Problems and tasks:
a. Translate this sentence from the acute mesenteric ischemia passage into Spanish: "It can be both diagnostic and therapeutic."
b. Reproduce the acute mesenteric ischemia passage word for word, starting with "A. Volume-rendered three-dimensional" and going on through "Radiology. 2003 Oct;229(1):91–98.)".

Text passage:
Initial evaluation should include radiographic imaging to exclude other causes of acute abdominal pain such as perforation or obstruction. MDCT can provide detailed information about the mesenteric vessels and small bowel and is particularly sensitive in the diagnosis of mesenteric venous thrombosis.
Angiography is important in both diagnosis and management of AMI and remains the gold standard for evaluation of patients with suspected AMI and no peritoneal signs. It is the mainstay of diagnosis and treatment for both occlusive mesenteric ischemia and NOMI. It can be both diagnostic and therapeutic. Placement of a catheter into the SMA allows visualization of obstructing lesions and facilitates interventions such as infusion of vasodilators into the SMA, angioplasty, stenting, or infusion of thrombolytics (Figure 6–3).
Figure 6–3.
A. Volume-rendered three-dimensional CT scan showing narrowing of the celiac trunk (arrowhead) and occlusion of the proximal SMA (arrow). B. Conventional angiogram showing SMA occlusion (arrow). (Reproduced, with permission, from Kirkpatrick Kroeker MA, Greenberg HM. Biphasic CT with mesenteric CT angiography is the evaluation of acute mesenteric ischemia: initial experience. Radiology. 2003 Oct;229(1):91–98.)

Dataset entries:

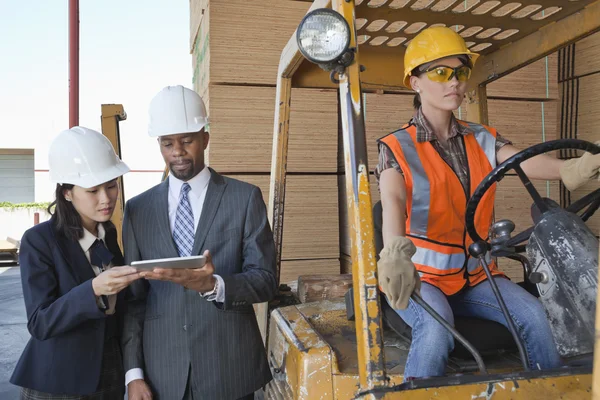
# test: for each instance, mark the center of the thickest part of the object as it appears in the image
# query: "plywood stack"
(522, 106)
(580, 105)
(236, 46)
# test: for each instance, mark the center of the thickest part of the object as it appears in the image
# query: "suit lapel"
(214, 193)
(111, 243)
(161, 211)
(75, 257)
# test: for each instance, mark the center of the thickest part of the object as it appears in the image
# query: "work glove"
(578, 171)
(398, 276)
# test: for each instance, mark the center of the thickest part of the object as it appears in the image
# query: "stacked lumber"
(580, 106)
(236, 46)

Task results:
a. Puede ser tanto diagnóstica como terapéutica.

b.
A. Volume-rendered three-dimensional CT scan showing narrowing of the celiac trunk (arrowhead) and occlusion of the proximal SMA (arrow). B. Conventional angiogram showing SMA occlusion (arrow). (Reproduced, with permission, from Kirkpatrick Kroeker MA, Greenberg HM. Biphasic CT with mesenteric CT angiography is the evaluation of acute mesenteric ischemia: initial experience. Radiology. 2003 Oct;229(1):91–98.)